### TAREFA PROPOSTA 1
Transcreva literalmente, das crónicas de uma mãe pediatra, o trecho que vai de "E, pergunto-me se" até "ia ser fácil...".
### TAREFA PROPOSTA 2
Prossiga a escrita das crónicas de uma mãe pediatra a partir da última frase apresentada.

### TEXTO FORNECIDO

Sofia Ribeiro Fernandes, crónicas de uma Mãe Pediatra e de uma Pediatra Mãe



Sofia Ribeiro Fernandes, crónicas de uma Mãe Pediatra e de uma Pediatra Mãe


quinta-feira, 27 de dezembro de 2012

Crónica das Avós

A crónica das avós, é talvez a crónica mais complexa de escrever. Adjectivo-a como complexa porque é muito difícil descrever em palavras uma Avó. Prefiro dar-lhe um nome: Lurdes (avó Lurdes), pronúncia cantada do Sul, olhos singelos cor-de-esmeralda, cabelos curtos tingidos de preto, pequena como uma ervilha, inquieta como o vento e a transbordar amor. Saudades...
E, pergunto-me se não serão assim todas as Avós?

"Conheci as senhoras-avós, a quem prefiro chamar vovó, quando fugi do meu reino transparente. Esperavam-me com olhos reluzentes e uma ânsia quase arrasadora de colo com uns papéis coloridos e  mil balões arco-íris. Falavam aos gritos, vozes estridentes e apressadas, e rapidamente percebi que a vida cá fora não ia ser fácil...
Fugazmente, a mais comprida, elevou-me nos braços e apertou-me tanto que quase não conseguia respirar. As mãos eram gigantes (quase do meu tamanho), voz elevada e pele cor de cevada. Timidamente, a outra, lábios de morango, com cheiro a gelado de amoras, prendia os meus dedos fininhos por entre os dela. E, o meu "tum-tum" tuntunzava como um cavalo a galope de tanto amor.
E, foi assim que conheci as vovós, a cor de cevada e a lábios de morango, que comigo constroem as  crónicas da minha vida."


Esta crónica é uma mera introdução às personagens mais importantes da crónica do príncipe sem medo.


Noite de Natal

Os dias, aliás as noites, passadas no sítio das caixinhas transparentes, fazem-me ser mais que Pediatra, fazem-me ser uma Mãe que já viveu uma história desses reinos.
E as histórias desses reinos são muitas vezes muito difíceis... Reinos onde os príncipes e princesas se esquecem de engolir o ar, de fazer o coração saltar e de muitas outras tropelias.
E, estar deste outro lado dos reinos, trajada com um pijama outrora cor de neve, depois de já lá ter vivido, tem um sabor quase estranho.

"Noite de Natal: a Mamã foi mais Pediatra, viveu com outros príncipes e princesas, as suas aventuras quase destemidas, tentou corrigir as suas asneiras e esqueceu-se da hora dos presentes porque estava de touca colorida e pijama desbotado a mexerixar nas máquinas ensurdecedoras.
E, como a minha Mamã, muitas outras Mamãs estiveram a cuidar de outros príncipes e princesas, para que outras Mamãs deixassem de ter mãos trémulas e olhos lavados por água salgada...
De manhã bem cedinho, eu já podia ter a minha Mamã de cabelo esparguete com cheiro a canela... Por isso, acho que não fiquei triste!"

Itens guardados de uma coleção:
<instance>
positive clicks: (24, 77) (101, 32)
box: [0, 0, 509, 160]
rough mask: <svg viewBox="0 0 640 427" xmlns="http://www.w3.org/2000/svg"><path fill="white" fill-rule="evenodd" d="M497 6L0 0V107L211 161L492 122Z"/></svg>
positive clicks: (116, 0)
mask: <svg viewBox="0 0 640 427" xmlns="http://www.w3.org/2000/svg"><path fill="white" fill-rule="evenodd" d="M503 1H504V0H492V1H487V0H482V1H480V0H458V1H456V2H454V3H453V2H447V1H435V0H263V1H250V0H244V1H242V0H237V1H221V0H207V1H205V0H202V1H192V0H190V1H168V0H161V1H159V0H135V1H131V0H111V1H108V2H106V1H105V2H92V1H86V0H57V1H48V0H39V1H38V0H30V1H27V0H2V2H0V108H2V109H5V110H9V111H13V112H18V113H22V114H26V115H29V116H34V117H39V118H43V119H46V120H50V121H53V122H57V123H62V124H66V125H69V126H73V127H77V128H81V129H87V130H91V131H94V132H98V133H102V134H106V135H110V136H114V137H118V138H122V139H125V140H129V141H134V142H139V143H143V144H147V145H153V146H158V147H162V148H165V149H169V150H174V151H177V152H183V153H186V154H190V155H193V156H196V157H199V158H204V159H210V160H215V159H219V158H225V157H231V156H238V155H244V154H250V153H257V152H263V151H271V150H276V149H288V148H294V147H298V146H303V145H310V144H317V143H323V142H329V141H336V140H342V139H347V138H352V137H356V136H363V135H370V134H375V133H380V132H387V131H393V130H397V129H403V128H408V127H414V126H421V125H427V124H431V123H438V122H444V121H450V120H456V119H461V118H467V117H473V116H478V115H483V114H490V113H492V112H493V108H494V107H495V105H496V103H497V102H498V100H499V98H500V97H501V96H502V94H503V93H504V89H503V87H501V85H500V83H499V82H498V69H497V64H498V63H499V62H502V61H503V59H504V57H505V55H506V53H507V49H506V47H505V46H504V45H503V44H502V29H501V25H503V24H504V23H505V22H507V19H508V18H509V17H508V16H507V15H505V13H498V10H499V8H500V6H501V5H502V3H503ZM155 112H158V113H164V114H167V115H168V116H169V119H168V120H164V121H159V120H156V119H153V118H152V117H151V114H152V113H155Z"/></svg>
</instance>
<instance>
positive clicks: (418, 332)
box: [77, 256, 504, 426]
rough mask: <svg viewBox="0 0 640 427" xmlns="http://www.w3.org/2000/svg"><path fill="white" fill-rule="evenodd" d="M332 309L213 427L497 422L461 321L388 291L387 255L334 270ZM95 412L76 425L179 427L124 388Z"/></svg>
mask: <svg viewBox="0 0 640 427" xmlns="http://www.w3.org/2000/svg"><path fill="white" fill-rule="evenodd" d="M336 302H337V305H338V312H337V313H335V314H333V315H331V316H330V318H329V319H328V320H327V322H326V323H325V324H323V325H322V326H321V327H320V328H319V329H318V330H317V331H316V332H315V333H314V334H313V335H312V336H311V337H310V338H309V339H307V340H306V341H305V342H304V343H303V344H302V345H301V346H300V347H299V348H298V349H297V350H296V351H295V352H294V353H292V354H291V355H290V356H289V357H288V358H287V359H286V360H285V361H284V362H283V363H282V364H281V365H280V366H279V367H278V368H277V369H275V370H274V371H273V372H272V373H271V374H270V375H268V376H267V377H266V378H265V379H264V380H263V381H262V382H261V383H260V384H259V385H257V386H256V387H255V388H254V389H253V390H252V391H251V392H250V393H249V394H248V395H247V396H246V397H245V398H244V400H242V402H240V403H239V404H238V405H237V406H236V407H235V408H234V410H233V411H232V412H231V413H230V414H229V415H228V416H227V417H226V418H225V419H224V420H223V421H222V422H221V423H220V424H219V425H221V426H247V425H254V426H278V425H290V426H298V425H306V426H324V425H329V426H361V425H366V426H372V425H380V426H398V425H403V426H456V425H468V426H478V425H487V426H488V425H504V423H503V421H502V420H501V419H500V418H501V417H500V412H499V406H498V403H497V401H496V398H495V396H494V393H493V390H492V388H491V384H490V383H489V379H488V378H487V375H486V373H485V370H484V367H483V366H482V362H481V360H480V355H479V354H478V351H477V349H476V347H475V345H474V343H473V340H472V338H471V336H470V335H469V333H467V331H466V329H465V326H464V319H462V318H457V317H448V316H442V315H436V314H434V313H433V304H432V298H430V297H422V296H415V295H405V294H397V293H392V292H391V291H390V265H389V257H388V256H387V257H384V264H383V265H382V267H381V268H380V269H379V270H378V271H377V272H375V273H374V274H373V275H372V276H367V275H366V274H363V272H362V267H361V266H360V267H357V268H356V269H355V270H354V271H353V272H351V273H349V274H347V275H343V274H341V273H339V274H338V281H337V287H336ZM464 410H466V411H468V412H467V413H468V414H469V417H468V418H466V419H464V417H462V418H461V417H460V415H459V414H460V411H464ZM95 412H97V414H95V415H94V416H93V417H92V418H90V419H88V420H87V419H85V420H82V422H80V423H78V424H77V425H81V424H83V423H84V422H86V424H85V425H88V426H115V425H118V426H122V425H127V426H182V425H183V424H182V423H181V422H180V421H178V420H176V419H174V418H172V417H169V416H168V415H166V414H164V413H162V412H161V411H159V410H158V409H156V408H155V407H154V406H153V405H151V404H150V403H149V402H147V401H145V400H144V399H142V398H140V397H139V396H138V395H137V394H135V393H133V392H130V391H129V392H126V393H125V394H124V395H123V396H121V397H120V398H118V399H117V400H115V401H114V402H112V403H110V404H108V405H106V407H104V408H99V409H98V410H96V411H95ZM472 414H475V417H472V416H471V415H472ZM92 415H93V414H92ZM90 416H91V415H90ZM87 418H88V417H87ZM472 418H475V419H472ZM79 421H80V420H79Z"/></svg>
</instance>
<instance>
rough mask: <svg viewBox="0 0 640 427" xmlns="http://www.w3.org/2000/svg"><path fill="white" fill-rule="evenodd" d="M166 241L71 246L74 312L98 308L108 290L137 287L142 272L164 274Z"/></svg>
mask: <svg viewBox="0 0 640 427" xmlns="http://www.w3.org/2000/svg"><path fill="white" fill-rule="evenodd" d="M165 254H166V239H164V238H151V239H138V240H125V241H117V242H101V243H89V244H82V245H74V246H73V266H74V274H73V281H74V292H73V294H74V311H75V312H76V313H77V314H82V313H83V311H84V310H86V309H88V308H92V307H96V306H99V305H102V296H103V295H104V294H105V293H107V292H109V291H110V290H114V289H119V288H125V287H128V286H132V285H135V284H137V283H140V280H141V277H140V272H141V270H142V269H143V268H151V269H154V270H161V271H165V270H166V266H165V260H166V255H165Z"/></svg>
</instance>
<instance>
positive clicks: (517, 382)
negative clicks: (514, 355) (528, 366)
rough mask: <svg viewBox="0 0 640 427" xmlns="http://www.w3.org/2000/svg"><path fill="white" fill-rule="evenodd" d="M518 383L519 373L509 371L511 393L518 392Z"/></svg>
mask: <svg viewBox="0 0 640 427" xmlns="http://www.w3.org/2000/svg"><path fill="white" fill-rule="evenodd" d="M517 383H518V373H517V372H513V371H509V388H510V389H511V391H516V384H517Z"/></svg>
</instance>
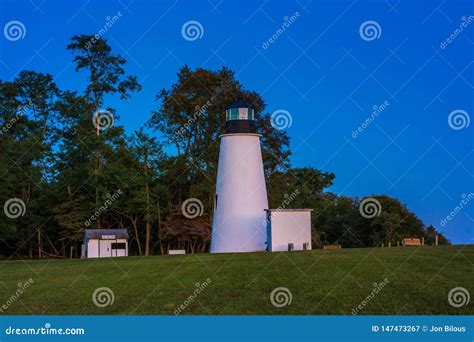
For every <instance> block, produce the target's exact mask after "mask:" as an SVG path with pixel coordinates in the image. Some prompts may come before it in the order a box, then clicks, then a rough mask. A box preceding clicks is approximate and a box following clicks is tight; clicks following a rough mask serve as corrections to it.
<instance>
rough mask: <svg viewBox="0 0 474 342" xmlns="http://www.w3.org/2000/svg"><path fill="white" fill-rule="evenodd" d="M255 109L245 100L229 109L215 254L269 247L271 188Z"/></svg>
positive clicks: (226, 118) (219, 164) (221, 186)
mask: <svg viewBox="0 0 474 342" xmlns="http://www.w3.org/2000/svg"><path fill="white" fill-rule="evenodd" d="M260 137H261V136H260V135H259V134H257V133H256V122H255V116H254V110H253V108H252V107H250V106H248V105H246V104H245V103H243V102H237V103H234V104H233V105H232V106H231V107H230V108H228V109H227V110H226V131H225V134H223V135H221V145H220V151H219V164H218V170H217V183H216V194H215V198H214V218H213V222H212V240H211V253H233V252H255V251H264V250H265V249H266V240H267V233H266V229H267V228H266V213H265V209H268V199H267V189H266V186H265V177H264V173H263V162H262V151H261V149H260Z"/></svg>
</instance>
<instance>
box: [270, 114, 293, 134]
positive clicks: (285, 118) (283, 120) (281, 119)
mask: <svg viewBox="0 0 474 342" xmlns="http://www.w3.org/2000/svg"><path fill="white" fill-rule="evenodd" d="M292 123H293V118H292V117H291V114H290V112H289V111H287V110H285V109H277V110H276V111H274V112H273V113H272V115H271V116H270V124H271V125H272V127H273V128H275V129H277V130H279V131H280V130H282V129H287V128H289V127H291V124H292Z"/></svg>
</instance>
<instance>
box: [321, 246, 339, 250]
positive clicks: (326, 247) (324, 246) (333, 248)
mask: <svg viewBox="0 0 474 342" xmlns="http://www.w3.org/2000/svg"><path fill="white" fill-rule="evenodd" d="M341 248H342V247H341V245H325V246H323V249H329V250H335V249H341Z"/></svg>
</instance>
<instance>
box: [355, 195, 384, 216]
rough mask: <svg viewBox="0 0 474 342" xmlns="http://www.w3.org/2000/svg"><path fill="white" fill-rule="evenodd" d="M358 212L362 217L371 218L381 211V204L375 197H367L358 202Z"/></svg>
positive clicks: (376, 214)
mask: <svg viewBox="0 0 474 342" xmlns="http://www.w3.org/2000/svg"><path fill="white" fill-rule="evenodd" d="M359 212H360V214H361V215H362V217H365V218H368V219H371V218H374V217H376V216H379V215H380V213H381V212H382V206H381V204H380V202H379V201H378V200H376V199H375V198H373V197H367V198H364V199H363V200H362V201H361V202H360V203H359Z"/></svg>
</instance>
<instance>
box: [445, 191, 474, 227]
mask: <svg viewBox="0 0 474 342" xmlns="http://www.w3.org/2000/svg"><path fill="white" fill-rule="evenodd" d="M473 198H474V193H473V192H470V193H469V194H467V195H466V194H462V195H461V201H460V202H459V204H458V205H457V206H455V207H454V208H453V209H452V210H451V211H450V213H449V215H447V216H446V217H444V218H443V219H441V221H440V223H439V225H440V226H441V227H445V226H446V225H447V224H448V222H449V221H451V220H452V219H453V218H454V217H455V216H456V215H457V214H458V213H459V212H460V211H461V210H462V209H463V208H464V207H465V206H466V205H467V204H468V203H469V202H470V201H471V200H472V199H473Z"/></svg>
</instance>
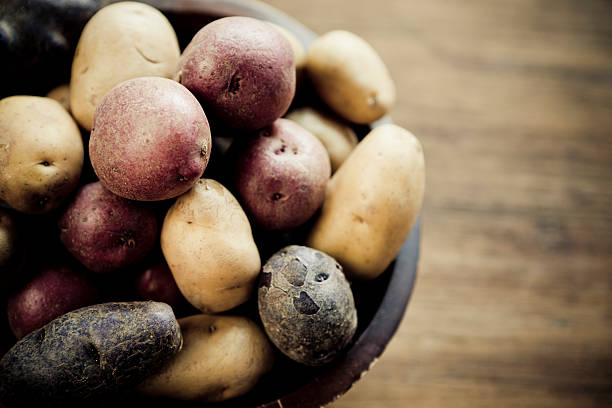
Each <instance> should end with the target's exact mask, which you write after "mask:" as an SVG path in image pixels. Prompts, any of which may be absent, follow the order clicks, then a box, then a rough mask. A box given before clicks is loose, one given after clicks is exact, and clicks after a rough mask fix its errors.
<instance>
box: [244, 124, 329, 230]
mask: <svg viewBox="0 0 612 408" xmlns="http://www.w3.org/2000/svg"><path fill="white" fill-rule="evenodd" d="M238 143H241V141H240V140H239V141H238ZM242 143H243V145H239V146H238V147H237V148H236V150H235V153H234V154H235V155H236V157H235V160H236V169H235V184H236V189H237V192H238V197H239V199H240V202H241V203H242V204H243V206H244V208H245V210H246V211H247V213H248V214H249V216H250V217H251V218H252V219H253V220H254V221H255V222H256V223H257V224H258V225H260V226H262V227H263V228H265V229H269V230H285V229H290V228H295V227H298V226H300V225H302V224H303V223H305V222H306V221H307V220H308V219H309V218H310V217H312V216H313V214H314V213H315V212H316V211H317V209H318V208H319V207H320V206H321V204H322V203H323V200H324V198H325V188H326V186H327V182H328V180H329V177H330V174H331V165H330V161H329V155H328V154H327V150H325V147H324V146H323V144H322V143H321V142H320V141H319V139H317V137H316V136H314V135H313V134H312V133H310V132H308V131H307V130H306V129H304V128H303V127H301V126H299V125H298V124H296V123H295V122H292V121H290V120H287V119H278V120H276V121H275V122H274V123H272V124H271V125H270V126H268V127H266V128H264V129H262V130H260V131H259V132H258V133H257V134H256V135H255V137H253V138H252V139H250V140H249V141H246V142H242Z"/></svg>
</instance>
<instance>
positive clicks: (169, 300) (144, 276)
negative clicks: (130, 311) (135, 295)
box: [135, 260, 184, 307]
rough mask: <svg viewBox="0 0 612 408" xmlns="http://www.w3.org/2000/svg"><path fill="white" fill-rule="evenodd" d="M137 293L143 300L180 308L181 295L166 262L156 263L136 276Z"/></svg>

### RESPOSTA ESCRITA 1
E, pergunto-me se não serão assim todas as Avós?

"Conheci as senhoras-avós, a quem prefiro chamar vovó, quando fugi do meu reino transparente. Esperavam-me com olhos reluzentes e uma ânsia quase arrasadora de colo com uns papéis coloridos e  mil balões arco-íris. Falavam aos gritos, vozes estridentes e apressadas, e rapidamente percebi que a vida cá fora não ia ser fácil...

### RESPOSTA ESCRITA 2
sexta-feira, 21 de dezembro de 2012

Amiguinho

O príncipe sem medo tem um companheiro de aventuras e desafios, com os mesmos cinco anos, a quem baptizei (diria até estupidamente) de Amiguinho. Desbotado, cor de papel velho, diria quase assustador, continua a ser o amigo de sempre, insubstituível e tenho terrores nocturnos com o pensamento de um dia se perder...Eis, a crónica do Amiguinho


"O Amiguinho de traje cor-de-mel, mãos de veludo, olhos redondos e capuz com um floco de neve na ponta foi desde o primeiro dia o meu companheiro inseparável. Não sei de onde veio, quem é a sua Mamã, mas foi ele que encostado à minha barriga-balão esteve sempre presente nos meus momentos de pouca doçura. Ouviu-me reclamar, dormir, ouviu a minha Mamã, as senhoras-fadas. Fez travessias ao meu lado pelos corredores assustadores de tectos cinzentos e vazios rumo a mais um desconhecido. E, nos olhos redondos e parados, encontrei o meu primeiro e melhor Amigo. 
Não lhe consegui dar um nome digno até hoje, até porque até há bem pouco tempo ainda não sabia como fazer para chamar as coisas e as pessoas, mas agora que já sei Amiguinho parece perfeito, e como ele não fala  (tal e qual como eu não falava), não se pode queixar. 
Tem cinco anos (como eu), mas já parece muito velhote, enrugado como as minhocas e magrinho como um fio de chuva. Fica zangado quando vai tomar banho naquela máquina que rodopia e que o faz cheirar a mimosas (e eu confesso que também não gosto daquele perfume). Fica cansado quando vamos  para a ginástica dos muitos príncipes e princesas como eu. Fica contente quando vamos para os lençóis brancos acabados de esticar. Mas, acho mesmo que ficou muito triste de ter perdido o seu capuz numa tarde de chuva em que o deixei cair e por isso ficou enrugado como as minhocas e magrinho como um fio de chuva.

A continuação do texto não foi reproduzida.